** Dataset excerpts **
******************************

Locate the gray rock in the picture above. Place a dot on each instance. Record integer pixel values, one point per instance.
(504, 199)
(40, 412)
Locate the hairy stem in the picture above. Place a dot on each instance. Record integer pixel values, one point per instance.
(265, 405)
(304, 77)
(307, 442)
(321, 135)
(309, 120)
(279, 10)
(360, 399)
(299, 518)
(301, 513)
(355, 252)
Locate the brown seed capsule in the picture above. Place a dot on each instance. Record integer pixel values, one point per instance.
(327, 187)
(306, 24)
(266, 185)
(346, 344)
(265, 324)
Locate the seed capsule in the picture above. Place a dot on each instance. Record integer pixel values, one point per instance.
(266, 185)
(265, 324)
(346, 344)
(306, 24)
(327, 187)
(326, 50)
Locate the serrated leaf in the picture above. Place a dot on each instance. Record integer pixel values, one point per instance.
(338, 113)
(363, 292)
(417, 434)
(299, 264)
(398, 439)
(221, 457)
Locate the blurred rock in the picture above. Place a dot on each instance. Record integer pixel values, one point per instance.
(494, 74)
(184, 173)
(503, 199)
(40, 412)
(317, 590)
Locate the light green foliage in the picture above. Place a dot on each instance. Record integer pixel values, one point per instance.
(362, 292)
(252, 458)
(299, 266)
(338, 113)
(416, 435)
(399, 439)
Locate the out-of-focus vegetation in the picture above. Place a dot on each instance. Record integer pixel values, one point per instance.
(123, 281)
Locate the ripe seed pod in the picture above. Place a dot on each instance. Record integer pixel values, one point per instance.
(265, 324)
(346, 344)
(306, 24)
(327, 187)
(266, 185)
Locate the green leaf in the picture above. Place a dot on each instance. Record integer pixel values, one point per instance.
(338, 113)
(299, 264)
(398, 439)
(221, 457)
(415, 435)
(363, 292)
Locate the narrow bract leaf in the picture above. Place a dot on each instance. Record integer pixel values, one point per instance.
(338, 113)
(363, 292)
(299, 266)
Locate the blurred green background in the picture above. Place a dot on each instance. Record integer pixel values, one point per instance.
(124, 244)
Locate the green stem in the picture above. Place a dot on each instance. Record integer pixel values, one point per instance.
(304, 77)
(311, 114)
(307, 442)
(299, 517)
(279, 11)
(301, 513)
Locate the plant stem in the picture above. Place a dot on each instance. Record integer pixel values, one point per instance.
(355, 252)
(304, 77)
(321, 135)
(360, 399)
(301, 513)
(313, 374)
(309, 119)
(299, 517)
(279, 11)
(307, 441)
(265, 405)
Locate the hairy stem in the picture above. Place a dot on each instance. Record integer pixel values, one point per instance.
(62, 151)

******************************

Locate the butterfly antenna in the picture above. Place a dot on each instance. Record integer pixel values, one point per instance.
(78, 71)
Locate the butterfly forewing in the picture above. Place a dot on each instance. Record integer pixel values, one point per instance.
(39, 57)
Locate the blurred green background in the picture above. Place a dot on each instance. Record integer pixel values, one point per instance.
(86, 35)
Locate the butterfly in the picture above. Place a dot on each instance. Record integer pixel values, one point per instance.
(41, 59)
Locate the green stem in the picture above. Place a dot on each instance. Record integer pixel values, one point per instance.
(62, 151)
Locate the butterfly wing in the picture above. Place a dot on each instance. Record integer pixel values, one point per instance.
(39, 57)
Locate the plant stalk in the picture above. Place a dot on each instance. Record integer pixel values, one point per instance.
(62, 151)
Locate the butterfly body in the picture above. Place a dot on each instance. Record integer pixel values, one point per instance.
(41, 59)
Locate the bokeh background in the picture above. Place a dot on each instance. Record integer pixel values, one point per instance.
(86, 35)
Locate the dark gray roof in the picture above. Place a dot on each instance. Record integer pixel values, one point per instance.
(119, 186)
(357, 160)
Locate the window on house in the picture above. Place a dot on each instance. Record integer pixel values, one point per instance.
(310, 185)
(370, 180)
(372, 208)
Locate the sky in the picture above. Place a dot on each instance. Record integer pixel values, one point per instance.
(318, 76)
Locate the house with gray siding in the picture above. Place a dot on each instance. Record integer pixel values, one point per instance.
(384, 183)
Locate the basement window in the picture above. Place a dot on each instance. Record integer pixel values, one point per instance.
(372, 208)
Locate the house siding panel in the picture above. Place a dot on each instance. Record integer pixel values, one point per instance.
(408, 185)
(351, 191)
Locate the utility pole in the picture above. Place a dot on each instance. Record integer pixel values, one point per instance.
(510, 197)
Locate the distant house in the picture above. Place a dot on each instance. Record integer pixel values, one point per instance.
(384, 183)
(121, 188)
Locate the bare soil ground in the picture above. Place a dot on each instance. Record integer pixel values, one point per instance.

******************************

** Exercise details **
Extract each line above that contains the word "house", and copy those lines in full.

** Solution to this task **
Locate the window on house in the picture above. Place a dot on each instance. Record integer pixel values, one point per instance.
Locate the house with gray siding in the picture above. Place a dot on each instance. Record integer pixel values, one point per instance.
Locate the house siding panel in the picture above. Place a dot on each instance. Record integer pixel values, one point per instance.
Locate the distant house in the picture above. Place a dot on each instance. Record integer pixel values, one point per instance.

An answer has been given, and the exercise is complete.